→ EXERCISE OBJECTIVE
Scale the rows between the lines holding "of the taipei" and "point(1241, 283)", inclusive. Reproduce every line in that span, requests included, with each point coordinate in the answers multiplied by 1.35 and rounded to a whole number, halves rounding up. Leave the numbers in the requests and their format samples unchanged, and give only those lines.

-- start of RECORDS FOR THE EXERCISE --

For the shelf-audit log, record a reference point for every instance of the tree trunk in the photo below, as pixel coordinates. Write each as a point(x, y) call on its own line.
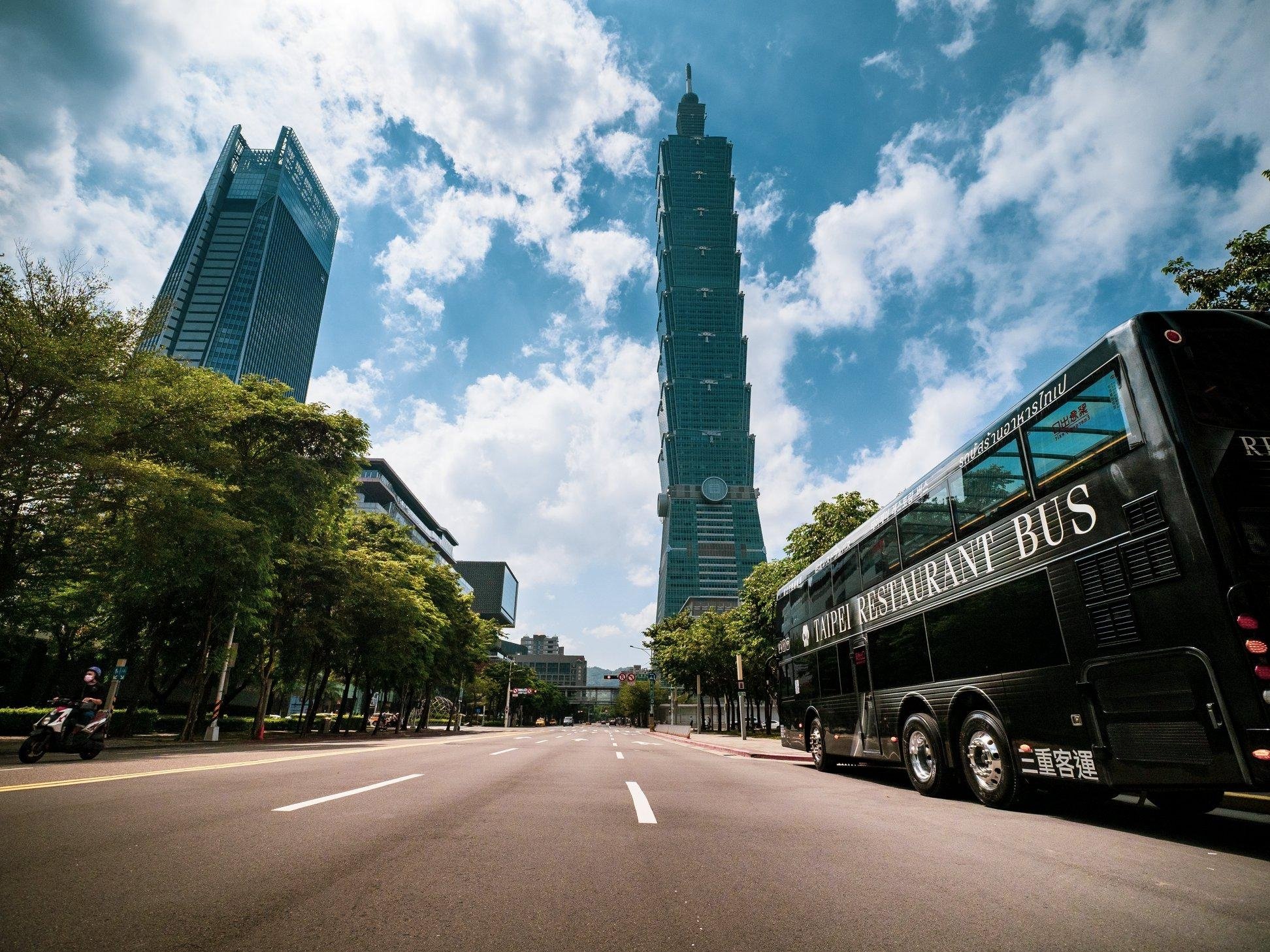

-- end of RECORDS FOR THE EXERCISE --
-- start of RECORDS FOR THE EXERCISE --

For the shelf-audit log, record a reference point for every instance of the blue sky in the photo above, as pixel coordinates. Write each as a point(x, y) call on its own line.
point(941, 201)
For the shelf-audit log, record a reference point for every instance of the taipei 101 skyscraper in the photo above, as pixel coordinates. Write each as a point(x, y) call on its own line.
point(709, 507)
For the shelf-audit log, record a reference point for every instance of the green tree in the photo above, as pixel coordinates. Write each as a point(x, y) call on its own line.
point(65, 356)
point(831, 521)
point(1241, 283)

-- end of RECORDS FOR THE EXERCISE --

→ SOLUTION BELOW
For the shelf-audit log, record a reference point for every instance of the taipei 101 skyscraper in the photo above, as pixel coordinates. Write each as a point(x, y) call on its own line.
point(957, 684)
For the shelf-audit log, record a reference point for every instance of the green tree in the photo above, as pixel coordinates. Write each as a point(x, y) call on its own line.
point(88, 481)
point(1122, 703)
point(1675, 382)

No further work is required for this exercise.